Transcribe every record that appears below, exactly and in full.

#### [Data for the task]
------------------------------------------------------------------------
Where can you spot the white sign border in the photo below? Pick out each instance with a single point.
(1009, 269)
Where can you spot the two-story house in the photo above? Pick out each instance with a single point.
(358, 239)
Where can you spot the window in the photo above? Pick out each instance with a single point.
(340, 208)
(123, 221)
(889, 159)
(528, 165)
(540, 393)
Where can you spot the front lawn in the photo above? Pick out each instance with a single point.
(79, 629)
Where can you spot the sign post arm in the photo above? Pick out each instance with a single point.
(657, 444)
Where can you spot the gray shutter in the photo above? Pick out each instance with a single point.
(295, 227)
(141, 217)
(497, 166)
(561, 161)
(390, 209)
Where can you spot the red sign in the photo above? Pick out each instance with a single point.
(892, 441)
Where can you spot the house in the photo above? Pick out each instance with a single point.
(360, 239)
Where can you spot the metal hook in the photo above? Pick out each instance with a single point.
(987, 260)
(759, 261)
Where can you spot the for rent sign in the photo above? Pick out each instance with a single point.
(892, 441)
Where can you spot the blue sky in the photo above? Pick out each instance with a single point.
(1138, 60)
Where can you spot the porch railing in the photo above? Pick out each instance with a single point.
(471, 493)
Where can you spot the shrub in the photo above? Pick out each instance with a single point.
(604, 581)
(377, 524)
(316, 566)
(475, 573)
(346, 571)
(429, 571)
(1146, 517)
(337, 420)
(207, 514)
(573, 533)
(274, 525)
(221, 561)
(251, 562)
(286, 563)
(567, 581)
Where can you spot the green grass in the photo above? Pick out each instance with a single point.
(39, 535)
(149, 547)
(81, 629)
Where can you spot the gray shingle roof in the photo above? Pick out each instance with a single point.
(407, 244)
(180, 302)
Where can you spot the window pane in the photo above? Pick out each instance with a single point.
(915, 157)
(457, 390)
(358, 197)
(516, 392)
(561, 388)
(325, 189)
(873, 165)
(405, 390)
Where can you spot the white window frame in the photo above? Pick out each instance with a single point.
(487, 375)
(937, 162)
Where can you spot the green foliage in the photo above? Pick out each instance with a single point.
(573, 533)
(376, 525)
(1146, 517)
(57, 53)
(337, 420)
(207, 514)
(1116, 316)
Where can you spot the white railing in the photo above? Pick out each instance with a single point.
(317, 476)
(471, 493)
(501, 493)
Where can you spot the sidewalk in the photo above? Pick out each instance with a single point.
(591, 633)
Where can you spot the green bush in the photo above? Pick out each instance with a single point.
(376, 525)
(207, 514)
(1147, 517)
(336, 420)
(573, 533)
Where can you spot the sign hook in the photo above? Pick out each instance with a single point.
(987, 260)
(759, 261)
------------------------------------------------------------------------
#### [Written answer]
Where can you spot the white sign border in the photo below? Pick out each instance with a single point.
(1009, 269)
Where can you spot the two-story house in the photo above? Pick out each instance with a single point.
(358, 239)
Where can you spot the window in the photo above? Pick out each instance with a single point.
(340, 208)
(123, 221)
(889, 159)
(528, 165)
(540, 393)
Where can you spot the front lawn in the photo above? Pick out each instance with a single point.
(79, 629)
Where can you spot the sign post arm in the photo above? Pick out each instance with a single point.
(657, 444)
Where can you spot the gray shutter in the photo above? Pick out each instance with a single point.
(295, 227)
(141, 217)
(497, 166)
(561, 161)
(390, 209)
Where can you spot the red sign in the photo above? Pick out each instance with a single point.
(892, 441)
Where can you spot the house in the photo above? Pick out each instance with a single point.
(360, 239)
Where can you spot the metal hook in the photo above? Pick out each instance with a single point.
(987, 260)
(759, 261)
Where can you spot the for rent sign in the photo above? Pick out each instance with a single point.
(892, 441)
Where can you spot the blue sky in the photo above? Pick out each instance with a single point.
(1138, 60)
Where can you spot the porch railing in the photo above? Pick out each instance with a single point.
(471, 493)
Where can you spot the shrub in the photo above? Pick out each instance with a single point.
(604, 581)
(377, 524)
(316, 566)
(475, 573)
(346, 571)
(429, 571)
(1146, 517)
(337, 420)
(207, 514)
(573, 533)
(274, 525)
(221, 561)
(251, 562)
(286, 563)
(567, 581)
Where can you spot the green grass in the photo above? Pick out each instance with a single point.
(39, 535)
(149, 547)
(81, 629)
Where can you spot the gray shingle roof in the photo above? Pick out each instance with a single point.
(407, 244)
(180, 302)
Where can you spot the window pane in the photo above? Pick out each instance with a single point.
(915, 157)
(457, 390)
(358, 197)
(516, 392)
(561, 388)
(325, 189)
(873, 165)
(405, 390)
Where can you spot the white window frame in the photo above? Pick out each instance with a single point.
(487, 375)
(937, 162)
Where can you spot the green foliage in the photo above? Pick out each instance with a single point.
(573, 533)
(376, 525)
(1146, 517)
(57, 53)
(337, 420)
(207, 514)
(1116, 316)
Where can you spot the white railing in the photo above? Pick out each instance with a single point.
(317, 476)
(471, 493)
(501, 493)
Where can you spot the sidewalk in the photo above? Pick out each instance with a single point.
(591, 633)
Where can you spot the green bush in the photo above? Pick out each instance with a single point.
(376, 525)
(207, 514)
(1147, 517)
(336, 420)
(573, 533)
Where can you spot the sign hook in the photo above? Pick out each instance with a single point.
(987, 260)
(759, 261)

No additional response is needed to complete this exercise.